■ Request
From the identity proofing article, extract the passage between "Identity Proofing vs" and "for robust security.", inclusive, copying it word for word.

■ Document section
Cybersecurity threats are escalating in tandem with economic volatility, leaving banks increasingly vulnerable. 

The “Cybersecurity: 2022 Banking Industry Survey” by KPMG* reveals that 81% of bankers anticipate a surge in threats, yet 34% admit inadequate investment in cybersecurity. 

While robust security remains essential to safeguard sensitive information and systems, financial institutions (FIs) should prioritize proactive measures to mitigate risks and prevent major incidents before they occur.

This calls for more proactive risk management systems. This is where the concept of identity proofing comes into play as a crucial component of a comprehensive cybersecurity strategy.

Data on cyberattacks and Identity proofing policy

What is Identity Proofing? 

Identity proofing is a comprehensive process that verifies an individual’s identity before granting access to sensitive systems, accounts, or data. This verification ensures that only authorized users gain access, significantly reducing the risk of identity theft, financial fraud, and data breaches.

How It Helps Prevent Bank Fraud and Identity Theft

The Federal Trade Commission (FTC) received a staggering 1.1 million identity theft reports in 2022, and that number barely dipped in 2023. These alarming statistics paint a clear picture: businesses can’t afford to be complacent about security.

However, simply prioritizing security isn’t enough. To build trust and foster long-term success, they need a proactive approach. 

Identity proofing is the first line of defense in this fight. It goes beyond basic verification, rigorously establishing the legitimacy of users and mitigating the risks of identity theft and fraud.

However, before we understand the supporting science, let’s understand how it differs from identity verification.

Identity Proofing vs Identity Verification

Although “identity proofing” and “identity verification” are often used interchangeably, understanding the subtle difference is crucial for robust security. 

Here’s how they differ:

Identity proofing

Identity verification

It’s like when you first join a firm and you have to show your prior experience and other documents to prove that you are who you say you are.

It’s like showing your ID card every day when you enter the official premises to prove that you work here.

It happens only once, when you first sign up for something, like a new school or a library card.

It happens every time you want to use something, like borrowing a book from the library or accessing your school account online.

It’s about making sure that you are a real person and that the information you give about yourself is true.

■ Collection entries
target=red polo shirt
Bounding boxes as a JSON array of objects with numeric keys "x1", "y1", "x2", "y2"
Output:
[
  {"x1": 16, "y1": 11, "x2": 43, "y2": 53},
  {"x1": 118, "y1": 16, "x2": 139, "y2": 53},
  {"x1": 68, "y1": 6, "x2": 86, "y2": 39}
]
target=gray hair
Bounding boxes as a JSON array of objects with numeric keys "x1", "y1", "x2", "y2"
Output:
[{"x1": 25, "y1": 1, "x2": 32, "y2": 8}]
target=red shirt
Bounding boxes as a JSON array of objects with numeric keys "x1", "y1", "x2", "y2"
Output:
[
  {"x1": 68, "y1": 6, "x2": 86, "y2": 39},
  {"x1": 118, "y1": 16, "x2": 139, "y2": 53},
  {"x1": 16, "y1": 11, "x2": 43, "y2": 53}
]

■ Answer to the task
Identity Proofing vs Identity Verification

Although “identity proofing” and “identity verification” are often used interchangeably, understanding the subtle difference is crucial for robust security.